## WHAT IS BEING ASKED
Reproduce exactly the lines from the start of the records through the line containing "rocky hillside and return the coordinates.", both included. Leave the pictures out.

• • • • • • •

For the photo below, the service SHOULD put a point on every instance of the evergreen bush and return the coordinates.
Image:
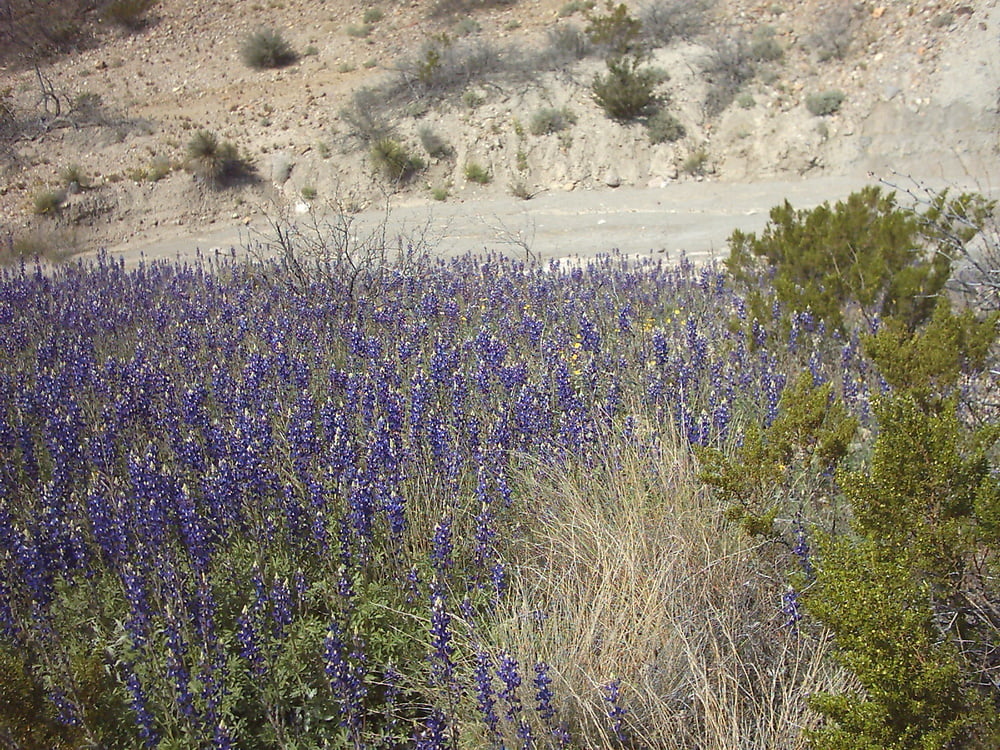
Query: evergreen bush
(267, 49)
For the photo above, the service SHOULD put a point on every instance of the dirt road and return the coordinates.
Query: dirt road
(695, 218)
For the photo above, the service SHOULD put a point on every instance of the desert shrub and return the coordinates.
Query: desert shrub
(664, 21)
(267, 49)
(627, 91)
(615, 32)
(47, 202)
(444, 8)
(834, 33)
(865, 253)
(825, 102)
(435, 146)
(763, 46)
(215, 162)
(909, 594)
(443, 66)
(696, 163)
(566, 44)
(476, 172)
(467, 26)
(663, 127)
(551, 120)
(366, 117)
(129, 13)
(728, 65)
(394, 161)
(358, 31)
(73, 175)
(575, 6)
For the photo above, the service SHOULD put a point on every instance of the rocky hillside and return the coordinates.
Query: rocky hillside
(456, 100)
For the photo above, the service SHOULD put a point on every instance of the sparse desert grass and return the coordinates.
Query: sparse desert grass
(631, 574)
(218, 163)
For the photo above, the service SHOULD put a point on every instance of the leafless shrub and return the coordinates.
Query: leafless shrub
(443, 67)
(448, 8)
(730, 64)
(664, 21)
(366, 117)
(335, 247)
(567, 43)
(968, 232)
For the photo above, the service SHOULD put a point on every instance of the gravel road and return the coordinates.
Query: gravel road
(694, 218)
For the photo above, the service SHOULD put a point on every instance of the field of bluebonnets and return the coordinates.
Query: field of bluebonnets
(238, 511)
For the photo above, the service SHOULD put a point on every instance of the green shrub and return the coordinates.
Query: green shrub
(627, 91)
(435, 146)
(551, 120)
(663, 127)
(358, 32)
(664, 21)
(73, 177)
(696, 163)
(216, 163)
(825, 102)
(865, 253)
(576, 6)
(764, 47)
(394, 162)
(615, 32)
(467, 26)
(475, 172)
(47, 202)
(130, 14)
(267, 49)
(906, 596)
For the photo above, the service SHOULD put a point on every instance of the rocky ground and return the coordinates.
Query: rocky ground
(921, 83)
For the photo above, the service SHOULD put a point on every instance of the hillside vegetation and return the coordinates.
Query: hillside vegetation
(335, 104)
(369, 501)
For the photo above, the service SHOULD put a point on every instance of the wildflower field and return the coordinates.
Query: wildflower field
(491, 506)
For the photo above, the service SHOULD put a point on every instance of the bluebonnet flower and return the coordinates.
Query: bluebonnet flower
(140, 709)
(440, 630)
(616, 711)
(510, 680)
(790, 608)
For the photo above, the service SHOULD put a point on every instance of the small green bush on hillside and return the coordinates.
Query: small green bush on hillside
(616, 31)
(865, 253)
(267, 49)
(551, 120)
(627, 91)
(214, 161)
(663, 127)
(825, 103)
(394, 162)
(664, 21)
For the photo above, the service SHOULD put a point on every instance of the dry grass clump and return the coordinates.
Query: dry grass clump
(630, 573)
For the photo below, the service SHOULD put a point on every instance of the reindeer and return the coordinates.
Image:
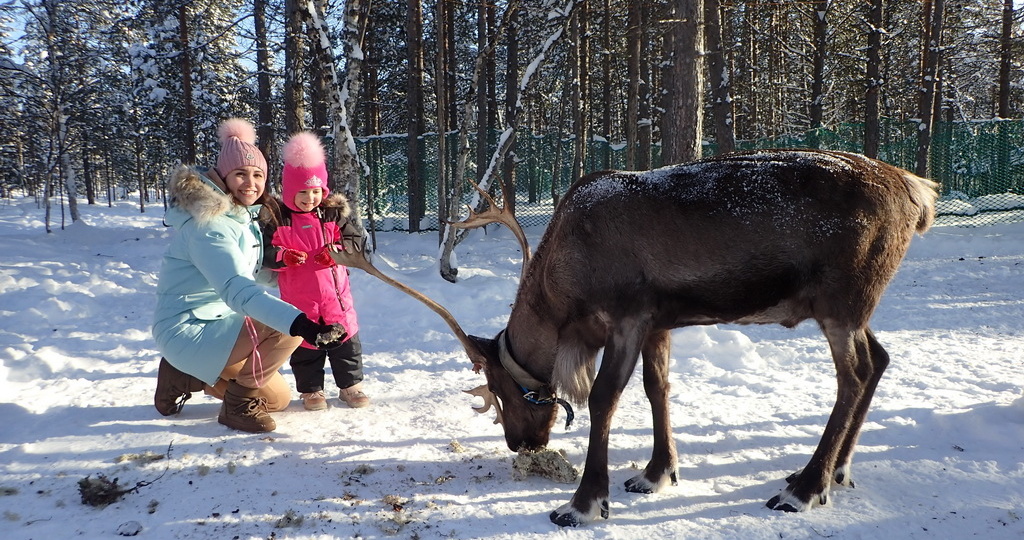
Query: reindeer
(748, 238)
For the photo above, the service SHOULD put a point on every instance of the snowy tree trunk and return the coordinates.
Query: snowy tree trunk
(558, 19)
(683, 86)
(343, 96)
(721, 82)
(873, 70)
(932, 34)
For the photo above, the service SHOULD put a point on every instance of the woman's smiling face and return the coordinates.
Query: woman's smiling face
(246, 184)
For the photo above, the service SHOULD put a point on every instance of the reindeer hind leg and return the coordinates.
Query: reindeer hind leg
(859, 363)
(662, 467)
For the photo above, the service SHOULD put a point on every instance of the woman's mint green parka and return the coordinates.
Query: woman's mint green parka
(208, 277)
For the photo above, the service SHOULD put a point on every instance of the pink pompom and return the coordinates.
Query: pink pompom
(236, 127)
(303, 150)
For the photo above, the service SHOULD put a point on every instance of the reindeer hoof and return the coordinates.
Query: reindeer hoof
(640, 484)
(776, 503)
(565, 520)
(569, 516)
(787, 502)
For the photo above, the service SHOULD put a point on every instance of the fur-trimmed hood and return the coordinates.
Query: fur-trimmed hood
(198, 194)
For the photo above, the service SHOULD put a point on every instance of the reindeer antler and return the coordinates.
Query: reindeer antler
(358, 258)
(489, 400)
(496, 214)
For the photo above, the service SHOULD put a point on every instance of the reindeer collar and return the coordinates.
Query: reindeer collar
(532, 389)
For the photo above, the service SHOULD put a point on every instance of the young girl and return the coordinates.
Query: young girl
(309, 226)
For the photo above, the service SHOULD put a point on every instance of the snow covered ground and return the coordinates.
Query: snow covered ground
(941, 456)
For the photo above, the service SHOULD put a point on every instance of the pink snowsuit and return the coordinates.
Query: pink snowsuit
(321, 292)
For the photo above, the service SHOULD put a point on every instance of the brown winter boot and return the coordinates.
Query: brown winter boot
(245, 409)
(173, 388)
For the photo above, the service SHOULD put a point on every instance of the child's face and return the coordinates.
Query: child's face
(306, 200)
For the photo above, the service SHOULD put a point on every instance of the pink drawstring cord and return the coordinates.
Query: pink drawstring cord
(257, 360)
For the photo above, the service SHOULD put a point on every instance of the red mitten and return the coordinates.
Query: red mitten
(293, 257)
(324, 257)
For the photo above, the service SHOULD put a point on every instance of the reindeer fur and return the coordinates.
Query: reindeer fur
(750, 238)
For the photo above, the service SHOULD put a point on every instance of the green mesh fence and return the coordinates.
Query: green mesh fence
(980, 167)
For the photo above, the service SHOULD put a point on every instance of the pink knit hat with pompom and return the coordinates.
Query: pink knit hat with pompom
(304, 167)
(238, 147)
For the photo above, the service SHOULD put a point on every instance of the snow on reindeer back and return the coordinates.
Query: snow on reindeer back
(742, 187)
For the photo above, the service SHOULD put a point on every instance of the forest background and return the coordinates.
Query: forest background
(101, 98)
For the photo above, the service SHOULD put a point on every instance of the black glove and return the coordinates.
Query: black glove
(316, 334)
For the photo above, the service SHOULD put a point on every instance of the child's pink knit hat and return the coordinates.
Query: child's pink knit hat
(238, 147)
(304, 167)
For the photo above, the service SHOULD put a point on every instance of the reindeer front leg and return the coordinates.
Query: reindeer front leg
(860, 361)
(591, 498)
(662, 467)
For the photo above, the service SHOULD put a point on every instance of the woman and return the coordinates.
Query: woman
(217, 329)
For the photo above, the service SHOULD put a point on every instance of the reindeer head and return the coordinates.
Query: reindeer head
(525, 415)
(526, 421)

• • • • • • •

## RESPONSE AREA
For the photo below, the service SHOULD put a point on every instance of the evergreen bush and return the coordinates.
Image:
Query: evergreen bush
(267, 49)
For the photo above, the service SHOULD put a point on every instance of the dirt road and return the coordinates.
Query: dirt road
(695, 218)
For the photo above, the service SHOULD put a point on every instance of the desert shrub and return the coordinates.
Query: desert shrub
(664, 21)
(267, 49)
(627, 91)
(615, 32)
(47, 202)
(444, 8)
(834, 33)
(865, 253)
(825, 102)
(435, 146)
(763, 46)
(215, 162)
(909, 594)
(443, 66)
(696, 163)
(566, 44)
(476, 172)
(467, 26)
(663, 127)
(551, 120)
(366, 117)
(129, 13)
(728, 65)
(394, 161)
(358, 31)
(73, 175)
(575, 6)
For the photo above, the service SHOULD put a point on every instance of the rocky hillside and return the coordinates.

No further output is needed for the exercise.